● **Bacaan**

--

Perjuangan memerdekakan
Indonesia dari kolonialiasme telah melalui tahapan dan usaha yang
panjang tetapi matang. Selain perjuangan fisik, bangsa Indonesia secara
gigih mampu membangun pondasi kemerdekaan dengan merumuskan dasar dan
ideologi negara melalui persiapan-persiapan yang dilakukan oleh para
tokoh bangsa dengan wadah BPUPKI (Badan Penyelidik Usaha-usaha Persiapan
Kemerdekaan Indonesia) pada Maret 1945 dan PPKI (Panitia Persiapan
Kemerdekaan Indonesia) pada Agustus 1945.
Sejarah
mencatat, ketika Jepang semakin terdesak dalam Perang Dunia II,
Pemerintah Pendudukan Bala Tentara Jepang di Jawa melalui Saiko Syikikan
Kumakici Harada mengumumkan secara resmi berdirinya BPUPKI (Badan
Penyelidik Usaha-usaha Persiapan Kemerdekaan Indonesia) pada 1 Maret
1945 yang berjumlah 69 anggota. KRT Radjiman Wedyodiningrat (seorang
tokoh Budi Utomo) ditunjuk sebagai Ketua. Walaupun badan ini dibentuk
oleh Jepang, bagi para pemimpin perjuangan yang duduk di dalamnya, badan
ini diarahkan untuk kepentingan kehidupan bangsa.

--

Jawablah pertanyaan berikut sesuai bacaan tentang BPUPKI.
1. Pada bulan dan tahun berapa PPKI dibentuk?
2. Siapa yang mengumumkan secara resmi berdirinya BPUPKI?
3. Berapa jumlah anggota BPUPKI?

● **Cuplikan Data**
--

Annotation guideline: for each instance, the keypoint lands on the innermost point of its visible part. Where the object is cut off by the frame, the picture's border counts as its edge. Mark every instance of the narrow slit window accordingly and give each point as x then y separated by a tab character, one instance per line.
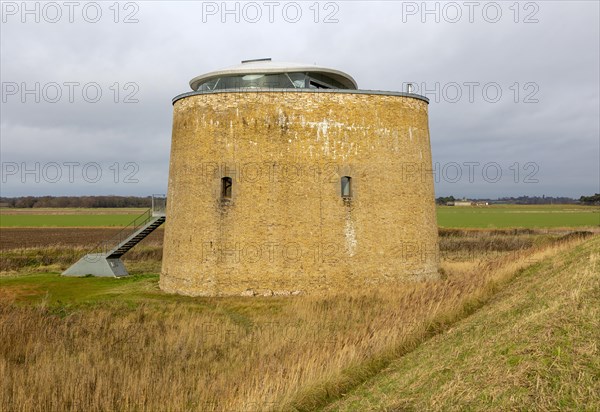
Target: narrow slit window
226	185
346	186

--

● **Kunci Jawaban**
1. Agustus 1945.
2. Saiko Syikikan Kumakici Harada, mewakili Pemerintah Pendudukan Bala Tentara Jepang di Jawa.
3. 69 anggota.